*Material provided:*
======

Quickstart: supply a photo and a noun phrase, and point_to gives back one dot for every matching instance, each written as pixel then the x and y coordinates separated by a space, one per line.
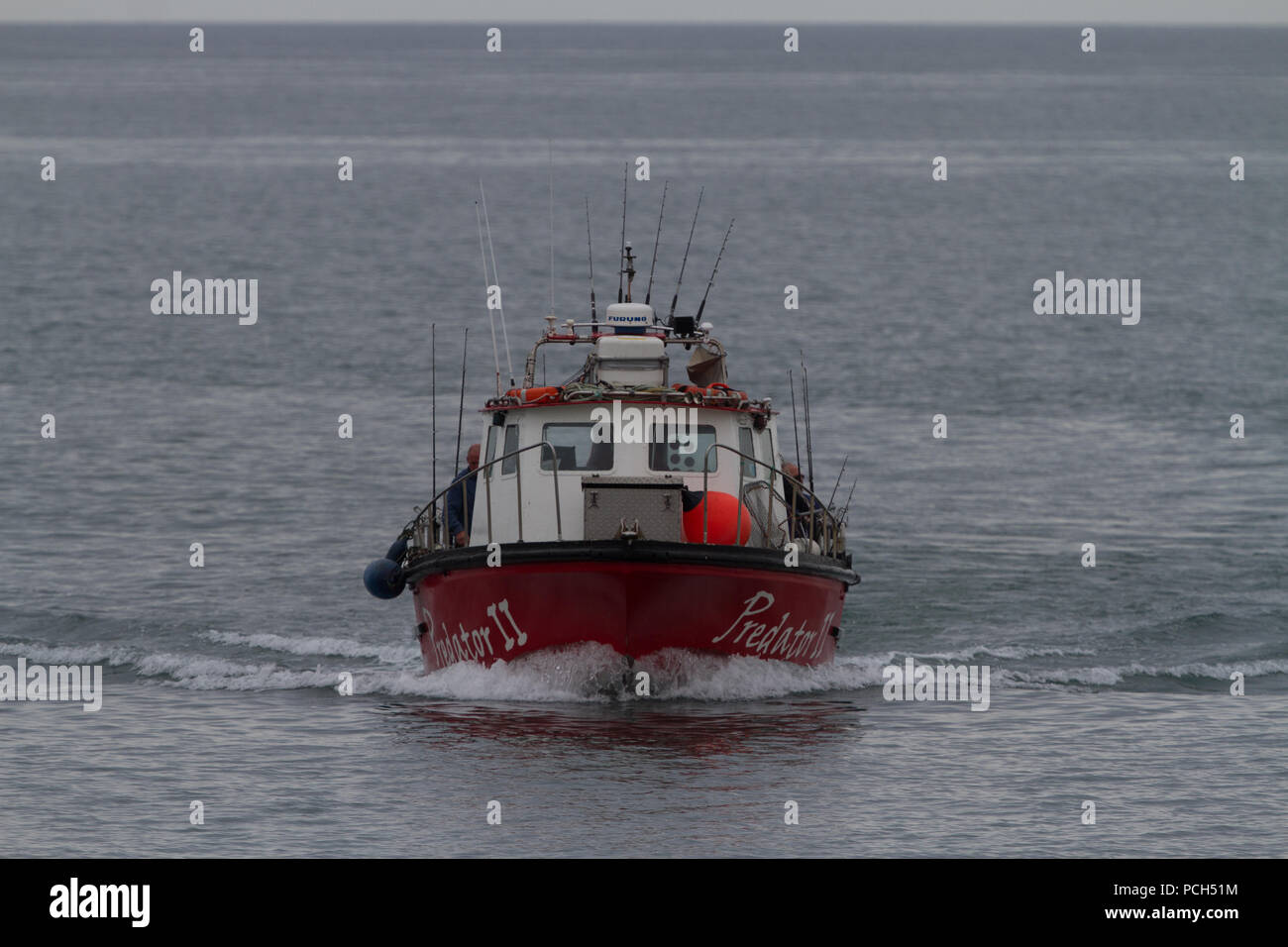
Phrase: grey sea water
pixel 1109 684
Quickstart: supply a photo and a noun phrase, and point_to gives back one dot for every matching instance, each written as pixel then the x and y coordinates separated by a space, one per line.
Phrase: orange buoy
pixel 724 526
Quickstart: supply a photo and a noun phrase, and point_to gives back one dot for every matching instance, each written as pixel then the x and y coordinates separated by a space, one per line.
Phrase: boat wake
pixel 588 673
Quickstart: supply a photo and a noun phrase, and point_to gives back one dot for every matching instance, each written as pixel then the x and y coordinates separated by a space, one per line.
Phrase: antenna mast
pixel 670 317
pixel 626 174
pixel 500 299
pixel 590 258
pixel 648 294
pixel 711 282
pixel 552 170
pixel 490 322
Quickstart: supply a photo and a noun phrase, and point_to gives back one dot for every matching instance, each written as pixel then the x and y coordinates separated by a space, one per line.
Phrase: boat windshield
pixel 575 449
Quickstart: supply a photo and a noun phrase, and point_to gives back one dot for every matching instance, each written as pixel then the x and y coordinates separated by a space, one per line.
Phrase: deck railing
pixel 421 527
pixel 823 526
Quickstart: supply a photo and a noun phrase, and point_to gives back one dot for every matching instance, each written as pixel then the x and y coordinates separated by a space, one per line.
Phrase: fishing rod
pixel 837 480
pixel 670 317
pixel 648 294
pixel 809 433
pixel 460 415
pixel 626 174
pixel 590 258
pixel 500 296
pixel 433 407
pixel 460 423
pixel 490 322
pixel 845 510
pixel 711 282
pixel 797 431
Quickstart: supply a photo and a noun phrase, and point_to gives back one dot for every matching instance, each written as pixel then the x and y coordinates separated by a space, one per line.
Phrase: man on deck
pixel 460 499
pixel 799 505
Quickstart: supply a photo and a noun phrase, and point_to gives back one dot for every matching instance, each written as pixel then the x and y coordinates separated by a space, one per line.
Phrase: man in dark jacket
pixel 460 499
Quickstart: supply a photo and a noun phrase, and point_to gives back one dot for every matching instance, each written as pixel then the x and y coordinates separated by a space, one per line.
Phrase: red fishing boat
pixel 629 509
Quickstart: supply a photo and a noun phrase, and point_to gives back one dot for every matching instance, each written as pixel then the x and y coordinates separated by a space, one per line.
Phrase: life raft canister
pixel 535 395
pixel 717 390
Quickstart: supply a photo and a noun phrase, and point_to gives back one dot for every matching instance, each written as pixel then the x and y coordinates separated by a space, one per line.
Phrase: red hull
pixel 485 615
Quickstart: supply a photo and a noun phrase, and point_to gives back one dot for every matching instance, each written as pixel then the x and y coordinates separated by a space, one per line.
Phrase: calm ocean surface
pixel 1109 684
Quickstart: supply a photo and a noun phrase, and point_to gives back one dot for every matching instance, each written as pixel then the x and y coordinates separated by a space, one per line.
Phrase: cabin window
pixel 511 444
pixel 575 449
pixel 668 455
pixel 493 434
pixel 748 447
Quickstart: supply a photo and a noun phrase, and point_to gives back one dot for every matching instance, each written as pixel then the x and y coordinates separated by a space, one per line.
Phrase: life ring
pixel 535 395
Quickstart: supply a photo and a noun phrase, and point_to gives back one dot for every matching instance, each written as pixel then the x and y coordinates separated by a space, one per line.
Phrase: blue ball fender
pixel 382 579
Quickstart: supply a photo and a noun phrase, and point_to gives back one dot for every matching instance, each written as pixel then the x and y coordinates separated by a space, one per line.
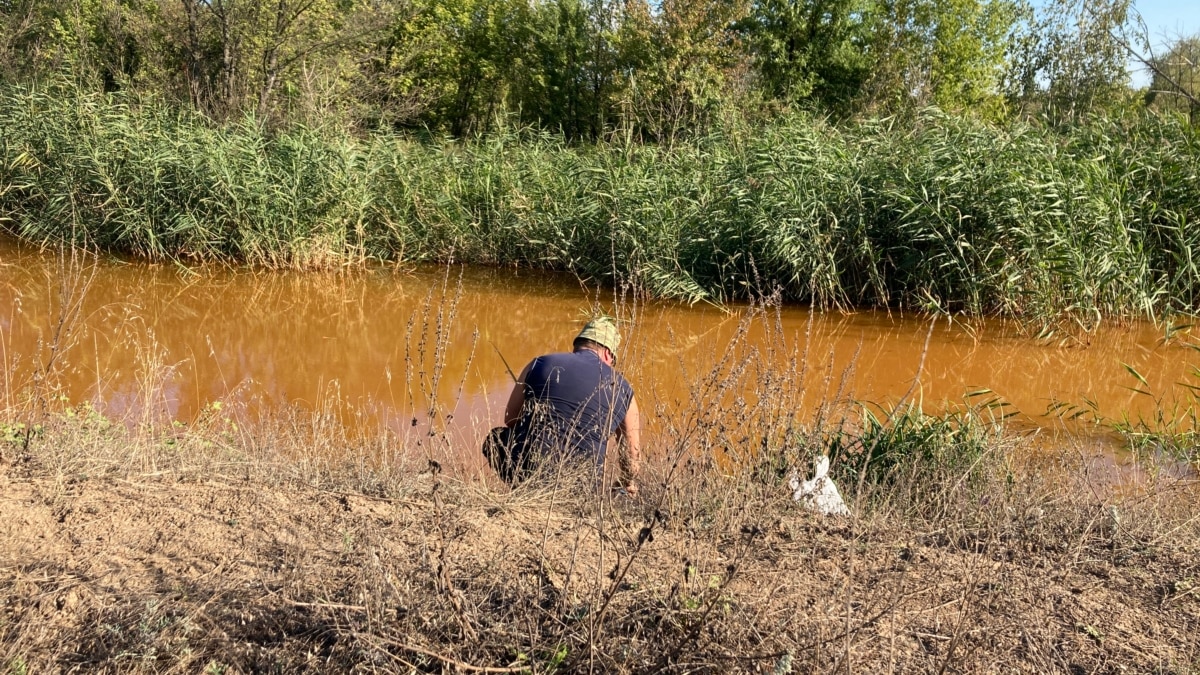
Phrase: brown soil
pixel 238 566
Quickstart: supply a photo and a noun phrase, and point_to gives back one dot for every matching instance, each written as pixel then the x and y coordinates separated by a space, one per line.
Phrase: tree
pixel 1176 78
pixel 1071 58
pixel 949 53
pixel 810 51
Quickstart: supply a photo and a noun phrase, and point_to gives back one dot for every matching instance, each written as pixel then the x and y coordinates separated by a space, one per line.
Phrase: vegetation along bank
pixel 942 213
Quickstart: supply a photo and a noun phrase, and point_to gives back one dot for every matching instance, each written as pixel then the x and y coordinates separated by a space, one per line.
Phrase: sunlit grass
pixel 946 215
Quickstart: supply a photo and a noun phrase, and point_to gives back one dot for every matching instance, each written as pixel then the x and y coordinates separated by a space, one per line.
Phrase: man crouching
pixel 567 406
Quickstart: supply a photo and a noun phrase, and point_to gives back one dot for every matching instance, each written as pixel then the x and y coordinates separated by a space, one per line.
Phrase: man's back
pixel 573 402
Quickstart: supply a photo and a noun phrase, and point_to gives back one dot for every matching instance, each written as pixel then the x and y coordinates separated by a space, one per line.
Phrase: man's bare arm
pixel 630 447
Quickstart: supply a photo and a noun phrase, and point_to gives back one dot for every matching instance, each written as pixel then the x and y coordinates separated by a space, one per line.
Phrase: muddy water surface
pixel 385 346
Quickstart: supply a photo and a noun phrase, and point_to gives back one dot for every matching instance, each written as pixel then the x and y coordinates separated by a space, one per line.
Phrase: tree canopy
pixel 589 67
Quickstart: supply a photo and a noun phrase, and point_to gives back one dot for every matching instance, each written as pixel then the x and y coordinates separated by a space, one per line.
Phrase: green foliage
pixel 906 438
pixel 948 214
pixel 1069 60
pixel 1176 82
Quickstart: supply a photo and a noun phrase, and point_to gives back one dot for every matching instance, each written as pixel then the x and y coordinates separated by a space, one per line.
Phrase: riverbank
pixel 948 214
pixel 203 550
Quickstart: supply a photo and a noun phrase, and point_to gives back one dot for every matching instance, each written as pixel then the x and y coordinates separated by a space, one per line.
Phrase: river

======

*Problem requirements:* Repeat each entry exactly. Pictures do not belong in the copy.

*Result of this task:*
Quickstart: supply a photo and a noun phrase, and point_to gives back one dot for every matching instance, each written as pixel then the x and y coordinates separated by a space, one per line.
Phrase: grey sea water
pixel 1109 684
Quickstart: supply a photo and a noun phrase, and point_to gives back one dot for every matching instance, each written as pixel then the x and y coordinates separated by a space, one per line.
Phrase: orange buoy
pixel 724 526
Quickstart: supply a photo and a noun phrase, and point_to gives back one dot for every matching instance, each written as pixel then the x and y coordinates separated by a space, one per line.
Phrase: boat wake
pixel 588 673
Quickstart: supply a photo and a noun phrase, and point_to gives back one dot for every matching instance, each written as pixel then the x and y coordinates separated by a space, one per line.
Phrase: antenna mast
pixel 670 317
pixel 626 174
pixel 500 299
pixel 590 258
pixel 648 294
pixel 711 282
pixel 552 170
pixel 490 322
Quickstart: supply a photo and a noun phrase, and point_to gives back one dot for every matching instance, each written as pixel then the x and y coordinates separated by a space, one per line.
Phrase: boat windshield
pixel 575 449
Quickstart: supply a photo and a noun phrase, and point_to gives back one dot for every matching instance, each written as pixel then the x and y coordinates separated by a space, one per line.
Phrase: deck railing
pixel 421 527
pixel 823 526
Quickstart: supply a photo and a noun phrase, and point_to gives back one dot for every matching instance, each written as pixel then the x and y coordinates separated by a space, one per line.
Phrase: fishing rod
pixel 837 480
pixel 670 317
pixel 648 294
pixel 809 433
pixel 460 415
pixel 626 174
pixel 590 258
pixel 500 296
pixel 433 407
pixel 460 423
pixel 490 322
pixel 845 510
pixel 711 282
pixel 797 431
Quickstart: supply a photo and a noun phrase, and point_to gives back one dot for every matching instance, each written as pixel then the x and y coordinates separated by a space, one per line.
Phrase: man on deck
pixel 460 499
pixel 799 505
Quickstart: supply a photo and a noun phrase, and point_to gives back one dot for every matching instance, each written as pixel then the x and y coordinates separated by a space, one per line.
Phrase: man in dark jacket
pixel 460 499
Quickstart: supply a photo and a noun phrase, and point_to gives back one dot for every matching instance, each written as pixel then the x and y coordinates separated by a space, one per line.
Phrase: red fishing boat
pixel 629 509
Quickstart: supply a photo and a noun phrase, and point_to gives back one dot for every matching instance, each written as pixel then the x and y coordinates separated by a space, one per line.
Phrase: life raft canister
pixel 535 395
pixel 717 390
Quickstart: supply a photo and a noun phrase, and point_to gives back one dot for every matching instance, each written as pixel then the x and y coordinates separated by a space, one per line.
Phrase: red hull
pixel 485 615
Quickstart: supply a photo and a noun phrase, and point_to gives back one dot for every matching instance, each written as pixel then the x and y coordinates separated by a space, one per line.
Phrase: calm ocean surface
pixel 1109 684
Quickstart: supply a photo and a noun phrase, and point_to gives back one dot for every matching instance, each written as pixel then the x and y coordinates separated by a space, one per line.
Phrase: cabin window
pixel 511 444
pixel 575 449
pixel 668 455
pixel 493 434
pixel 748 447
Quickstart: supply a photo and a noun phrase, and point_to gives back one dot for every matching instance, each written as pixel then the x and y coordinates separated by a space, one per line.
Phrase: life ring
pixel 535 395
Quickstart: supply a photo and a noun phrase, and point_to gives back one dot for every matching instance, each written as pixel then the x and y coordinates separated by a space, one per line.
Phrase: blue ball fender
pixel 382 579
Quickstart: supply a photo and a noun phrase, and point_to gives back one dot for every matching instance, each written as pixel then the x and y coordinates separated by a space, one per line.
Phrase: brown soil
pixel 238 566
Quickstart: supply a photo and a noun phrase, and point_to gives back one dot for every matching instance, each written as pixel then the x and y coordinates separated by a space, one per line.
Phrase: tree
pixel 1176 78
pixel 1071 58
pixel 949 53
pixel 810 51
Quickstart: supply a photo and a noun phrase, and point_to gives back one dot for every matching instance, each written as pixel then the x and y coordinates separated by a space, one per line.
Phrase: vegetation along bank
pixel 942 213
Quickstart: supply a photo and a noun phrase, and point_to gives back one dot for every matching instance, each written as pixel then the x and y coordinates separated by a space, one per line.
Phrase: sunlit grass
pixel 946 215
Quickstart: supply a photo and a noun phrase, and point_to gives back one dot for every matching instance, each written as pixel then the x and y coordinates separated by a space, one per line.
Phrase: man crouching
pixel 567 406
Quickstart: supply a photo and a noun phrase, and point_to gives back one dot for every matching instance, each written as pixel then the x and y coordinates separated by a space, one per line.
Phrase: man's back
pixel 573 402
Quickstart: supply a photo and a noun phrase, and point_to gives back one dot for every matching instance, each written as pixel then the x and y coordinates separated by a space, one per line.
Phrase: man's bare arm
pixel 630 447
Quickstart: supply a photo and a noun phrase, and point_to gives back one dot for every matching instance, each written as pixel then the x and y coordinates separated by a space, one per line.
Phrase: muddy water surface
pixel 385 346
Quickstart: supply a photo and a noun phrase, and point_to gives back one dot for every matching instance, each written as pixel then the x and y coordinates separated by a space, one per line.
Phrase: tree canopy
pixel 589 67
Quickstart: supply a photo and a noun phrase, and point_to gives back one dot for every matching instance, each written as pixel then the x and y coordinates separated by a space, one per line.
Phrase: green foliage
pixel 906 438
pixel 948 214
pixel 1069 60
pixel 1176 82
Quickstart: supply a photo and a noun phrase, and point_to gives back one dot for every matching instance, each written as pixel then the x and y coordinates separated by a space, one per line.
Phrase: riverbank
pixel 948 214
pixel 203 550
Quickstart: supply a photo and a noun phrase, and point_to gives back one dot for every matching instance, each written as pixel then the x and y coordinates separated by a space, one per line.
Phrase: river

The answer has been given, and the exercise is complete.